### Material for this exercise:
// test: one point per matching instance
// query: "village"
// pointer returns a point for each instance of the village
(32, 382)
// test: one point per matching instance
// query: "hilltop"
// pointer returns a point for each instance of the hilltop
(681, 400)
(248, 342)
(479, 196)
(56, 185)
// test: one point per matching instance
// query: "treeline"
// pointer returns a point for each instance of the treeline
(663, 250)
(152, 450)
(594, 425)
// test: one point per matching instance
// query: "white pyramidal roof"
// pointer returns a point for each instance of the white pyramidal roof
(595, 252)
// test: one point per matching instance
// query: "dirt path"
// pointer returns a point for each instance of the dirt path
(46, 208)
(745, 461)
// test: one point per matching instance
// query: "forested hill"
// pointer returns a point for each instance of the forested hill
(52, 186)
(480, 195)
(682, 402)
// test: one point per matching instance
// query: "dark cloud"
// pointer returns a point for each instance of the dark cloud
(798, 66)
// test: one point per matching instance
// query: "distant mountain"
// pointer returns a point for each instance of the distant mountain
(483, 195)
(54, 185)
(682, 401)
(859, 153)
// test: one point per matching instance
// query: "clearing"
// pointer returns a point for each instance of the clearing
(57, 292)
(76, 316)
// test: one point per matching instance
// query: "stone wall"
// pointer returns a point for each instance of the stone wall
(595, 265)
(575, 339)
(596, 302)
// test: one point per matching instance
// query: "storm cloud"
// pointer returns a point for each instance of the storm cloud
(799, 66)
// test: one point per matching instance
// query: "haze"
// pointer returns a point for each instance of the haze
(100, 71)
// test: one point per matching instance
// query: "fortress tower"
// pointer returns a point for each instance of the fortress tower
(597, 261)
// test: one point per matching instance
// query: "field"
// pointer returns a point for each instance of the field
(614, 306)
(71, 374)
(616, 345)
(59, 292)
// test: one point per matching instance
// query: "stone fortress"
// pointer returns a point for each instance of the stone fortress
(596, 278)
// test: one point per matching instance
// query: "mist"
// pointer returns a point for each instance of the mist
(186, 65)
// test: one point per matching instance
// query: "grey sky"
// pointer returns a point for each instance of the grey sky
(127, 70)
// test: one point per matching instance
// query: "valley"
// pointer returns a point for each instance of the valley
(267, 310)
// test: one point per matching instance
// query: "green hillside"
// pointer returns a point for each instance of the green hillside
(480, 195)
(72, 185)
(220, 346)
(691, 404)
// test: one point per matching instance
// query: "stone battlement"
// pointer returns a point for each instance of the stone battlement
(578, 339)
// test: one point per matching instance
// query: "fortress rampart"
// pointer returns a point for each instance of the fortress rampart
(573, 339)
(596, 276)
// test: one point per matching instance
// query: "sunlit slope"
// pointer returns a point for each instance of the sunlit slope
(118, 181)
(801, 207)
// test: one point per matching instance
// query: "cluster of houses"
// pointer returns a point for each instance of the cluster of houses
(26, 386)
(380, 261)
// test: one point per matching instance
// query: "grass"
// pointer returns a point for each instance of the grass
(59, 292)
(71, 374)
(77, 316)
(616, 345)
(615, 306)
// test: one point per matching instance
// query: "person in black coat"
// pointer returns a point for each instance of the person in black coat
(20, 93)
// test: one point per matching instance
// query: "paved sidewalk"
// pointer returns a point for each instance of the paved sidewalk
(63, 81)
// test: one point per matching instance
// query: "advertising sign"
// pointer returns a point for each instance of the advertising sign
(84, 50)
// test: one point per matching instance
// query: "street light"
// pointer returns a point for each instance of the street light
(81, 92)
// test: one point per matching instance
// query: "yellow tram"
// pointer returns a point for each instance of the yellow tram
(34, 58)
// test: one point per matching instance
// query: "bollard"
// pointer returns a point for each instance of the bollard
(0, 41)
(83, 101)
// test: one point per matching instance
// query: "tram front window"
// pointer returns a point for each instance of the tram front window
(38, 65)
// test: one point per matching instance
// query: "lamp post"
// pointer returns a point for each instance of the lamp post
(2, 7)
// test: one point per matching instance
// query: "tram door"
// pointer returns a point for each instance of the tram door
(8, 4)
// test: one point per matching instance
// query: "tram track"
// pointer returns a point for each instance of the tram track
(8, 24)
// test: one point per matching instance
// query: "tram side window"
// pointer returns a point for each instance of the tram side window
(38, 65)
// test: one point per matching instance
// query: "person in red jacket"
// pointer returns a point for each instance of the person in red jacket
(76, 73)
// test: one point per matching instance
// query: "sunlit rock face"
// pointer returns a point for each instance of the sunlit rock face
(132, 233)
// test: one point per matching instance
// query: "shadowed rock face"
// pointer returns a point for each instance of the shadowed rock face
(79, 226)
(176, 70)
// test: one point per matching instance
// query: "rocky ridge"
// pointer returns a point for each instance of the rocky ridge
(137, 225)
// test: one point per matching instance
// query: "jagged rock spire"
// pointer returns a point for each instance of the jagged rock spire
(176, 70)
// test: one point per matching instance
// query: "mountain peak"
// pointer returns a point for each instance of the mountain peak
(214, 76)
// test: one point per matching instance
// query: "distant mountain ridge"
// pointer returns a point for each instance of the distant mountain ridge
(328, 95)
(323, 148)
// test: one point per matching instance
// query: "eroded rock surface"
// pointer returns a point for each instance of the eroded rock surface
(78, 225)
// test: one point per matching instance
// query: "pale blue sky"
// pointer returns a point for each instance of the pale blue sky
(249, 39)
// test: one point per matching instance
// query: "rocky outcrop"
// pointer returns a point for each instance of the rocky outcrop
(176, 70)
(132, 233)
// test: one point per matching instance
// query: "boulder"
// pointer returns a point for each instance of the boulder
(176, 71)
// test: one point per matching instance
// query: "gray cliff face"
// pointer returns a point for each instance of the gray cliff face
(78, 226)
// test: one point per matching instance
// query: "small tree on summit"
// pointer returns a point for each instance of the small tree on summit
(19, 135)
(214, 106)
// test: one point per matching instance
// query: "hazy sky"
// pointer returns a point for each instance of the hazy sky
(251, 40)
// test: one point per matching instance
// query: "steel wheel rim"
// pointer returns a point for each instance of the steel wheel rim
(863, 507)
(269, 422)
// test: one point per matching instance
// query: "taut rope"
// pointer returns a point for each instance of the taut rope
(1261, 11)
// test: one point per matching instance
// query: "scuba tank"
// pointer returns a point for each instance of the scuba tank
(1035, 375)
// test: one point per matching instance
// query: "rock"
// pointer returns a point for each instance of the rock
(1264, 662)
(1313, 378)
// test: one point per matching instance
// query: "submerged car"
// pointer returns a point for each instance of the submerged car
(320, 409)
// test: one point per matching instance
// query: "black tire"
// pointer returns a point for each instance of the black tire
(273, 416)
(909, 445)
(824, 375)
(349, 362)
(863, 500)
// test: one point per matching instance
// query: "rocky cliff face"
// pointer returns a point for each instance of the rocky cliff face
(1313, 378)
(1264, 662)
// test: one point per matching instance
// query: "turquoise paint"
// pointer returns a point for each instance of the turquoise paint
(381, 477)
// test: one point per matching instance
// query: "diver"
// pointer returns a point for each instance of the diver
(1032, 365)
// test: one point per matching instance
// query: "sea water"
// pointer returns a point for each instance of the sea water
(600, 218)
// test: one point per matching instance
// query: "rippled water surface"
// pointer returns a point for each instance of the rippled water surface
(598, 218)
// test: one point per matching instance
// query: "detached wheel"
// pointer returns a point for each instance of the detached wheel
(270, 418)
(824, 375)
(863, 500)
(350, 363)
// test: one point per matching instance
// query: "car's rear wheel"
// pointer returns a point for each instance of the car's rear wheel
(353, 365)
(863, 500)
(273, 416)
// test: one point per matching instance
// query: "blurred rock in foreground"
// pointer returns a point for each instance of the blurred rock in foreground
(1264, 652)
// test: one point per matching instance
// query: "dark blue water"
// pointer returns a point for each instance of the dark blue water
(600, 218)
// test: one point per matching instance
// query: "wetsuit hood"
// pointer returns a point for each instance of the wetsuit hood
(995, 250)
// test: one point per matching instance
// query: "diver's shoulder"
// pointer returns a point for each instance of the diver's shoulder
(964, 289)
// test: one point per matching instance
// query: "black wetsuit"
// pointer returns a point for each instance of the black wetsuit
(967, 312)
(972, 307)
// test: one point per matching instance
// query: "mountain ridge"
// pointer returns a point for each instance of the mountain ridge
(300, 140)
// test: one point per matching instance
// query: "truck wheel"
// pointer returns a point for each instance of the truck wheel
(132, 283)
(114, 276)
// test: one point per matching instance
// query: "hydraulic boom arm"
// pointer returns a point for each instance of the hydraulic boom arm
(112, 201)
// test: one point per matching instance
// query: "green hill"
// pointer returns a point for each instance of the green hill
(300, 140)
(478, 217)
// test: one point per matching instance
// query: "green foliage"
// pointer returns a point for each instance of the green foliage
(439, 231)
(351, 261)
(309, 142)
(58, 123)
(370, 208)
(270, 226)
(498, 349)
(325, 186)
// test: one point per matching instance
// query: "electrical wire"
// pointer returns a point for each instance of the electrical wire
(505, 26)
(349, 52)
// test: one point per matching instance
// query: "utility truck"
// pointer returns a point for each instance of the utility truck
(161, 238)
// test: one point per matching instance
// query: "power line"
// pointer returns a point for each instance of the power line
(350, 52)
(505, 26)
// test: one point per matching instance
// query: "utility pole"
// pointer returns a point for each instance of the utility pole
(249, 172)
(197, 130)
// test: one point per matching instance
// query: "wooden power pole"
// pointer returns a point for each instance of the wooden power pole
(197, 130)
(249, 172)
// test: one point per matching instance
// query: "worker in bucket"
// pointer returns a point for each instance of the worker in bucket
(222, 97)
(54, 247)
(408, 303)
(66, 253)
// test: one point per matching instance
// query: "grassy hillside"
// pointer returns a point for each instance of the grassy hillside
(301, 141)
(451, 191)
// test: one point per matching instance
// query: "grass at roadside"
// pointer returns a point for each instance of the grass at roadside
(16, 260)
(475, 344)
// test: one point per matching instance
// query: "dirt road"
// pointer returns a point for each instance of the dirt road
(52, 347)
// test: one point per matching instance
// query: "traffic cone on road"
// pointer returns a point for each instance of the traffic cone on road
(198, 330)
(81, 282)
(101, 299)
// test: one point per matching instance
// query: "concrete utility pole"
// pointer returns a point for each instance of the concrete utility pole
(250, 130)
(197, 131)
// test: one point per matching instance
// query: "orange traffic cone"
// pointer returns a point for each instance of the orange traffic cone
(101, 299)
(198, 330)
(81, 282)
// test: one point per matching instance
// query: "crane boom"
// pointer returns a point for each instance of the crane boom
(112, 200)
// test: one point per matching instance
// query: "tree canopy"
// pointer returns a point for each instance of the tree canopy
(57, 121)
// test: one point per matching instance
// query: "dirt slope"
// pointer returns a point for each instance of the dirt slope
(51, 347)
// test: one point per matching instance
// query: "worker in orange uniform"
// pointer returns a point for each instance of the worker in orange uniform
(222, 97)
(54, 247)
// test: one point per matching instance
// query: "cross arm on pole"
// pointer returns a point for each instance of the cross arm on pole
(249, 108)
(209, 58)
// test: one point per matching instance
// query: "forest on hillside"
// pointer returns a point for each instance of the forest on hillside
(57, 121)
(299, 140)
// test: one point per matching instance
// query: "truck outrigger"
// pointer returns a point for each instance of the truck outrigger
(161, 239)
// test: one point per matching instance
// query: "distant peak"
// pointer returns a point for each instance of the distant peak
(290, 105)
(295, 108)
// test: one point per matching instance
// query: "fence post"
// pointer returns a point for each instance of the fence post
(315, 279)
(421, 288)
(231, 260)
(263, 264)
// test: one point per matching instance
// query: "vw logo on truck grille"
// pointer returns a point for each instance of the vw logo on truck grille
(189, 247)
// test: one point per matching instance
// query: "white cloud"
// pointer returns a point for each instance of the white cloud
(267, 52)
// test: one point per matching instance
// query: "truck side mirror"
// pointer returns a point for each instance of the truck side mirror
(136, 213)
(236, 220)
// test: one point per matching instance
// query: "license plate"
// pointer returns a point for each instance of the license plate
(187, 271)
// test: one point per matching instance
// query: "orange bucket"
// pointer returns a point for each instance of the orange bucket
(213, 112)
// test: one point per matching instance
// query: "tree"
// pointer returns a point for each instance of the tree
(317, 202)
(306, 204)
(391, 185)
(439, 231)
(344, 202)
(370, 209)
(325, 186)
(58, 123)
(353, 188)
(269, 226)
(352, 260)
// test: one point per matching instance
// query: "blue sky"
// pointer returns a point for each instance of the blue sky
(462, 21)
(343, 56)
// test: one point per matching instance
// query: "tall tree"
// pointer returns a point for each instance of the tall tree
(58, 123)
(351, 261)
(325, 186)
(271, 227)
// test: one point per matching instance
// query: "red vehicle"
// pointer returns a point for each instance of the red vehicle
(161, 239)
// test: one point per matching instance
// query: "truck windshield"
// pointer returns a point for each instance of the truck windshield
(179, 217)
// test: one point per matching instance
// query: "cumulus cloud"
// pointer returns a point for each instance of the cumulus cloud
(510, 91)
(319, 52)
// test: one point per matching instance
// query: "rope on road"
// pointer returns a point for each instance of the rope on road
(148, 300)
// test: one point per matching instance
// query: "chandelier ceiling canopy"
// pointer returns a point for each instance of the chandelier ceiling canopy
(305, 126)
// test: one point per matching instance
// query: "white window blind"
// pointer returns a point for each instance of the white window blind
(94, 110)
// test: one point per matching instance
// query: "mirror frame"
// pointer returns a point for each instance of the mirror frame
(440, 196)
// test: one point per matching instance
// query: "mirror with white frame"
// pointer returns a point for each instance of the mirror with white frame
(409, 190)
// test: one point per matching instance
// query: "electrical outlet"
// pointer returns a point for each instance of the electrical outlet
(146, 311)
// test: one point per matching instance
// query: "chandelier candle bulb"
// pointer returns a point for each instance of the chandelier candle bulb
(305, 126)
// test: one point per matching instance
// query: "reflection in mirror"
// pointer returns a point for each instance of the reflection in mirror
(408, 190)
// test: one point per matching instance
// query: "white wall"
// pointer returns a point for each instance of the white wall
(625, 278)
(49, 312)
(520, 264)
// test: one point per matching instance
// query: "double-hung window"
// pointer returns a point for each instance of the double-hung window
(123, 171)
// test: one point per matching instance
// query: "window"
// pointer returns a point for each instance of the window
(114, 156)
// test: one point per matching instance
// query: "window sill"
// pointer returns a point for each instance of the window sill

### Aim of the task:
List each line in the entries above that contains the word "summit", with matching case.

### Output of the task:
// query: "small tree on summit"
// pointer returns a point for each instance of the small tree on summit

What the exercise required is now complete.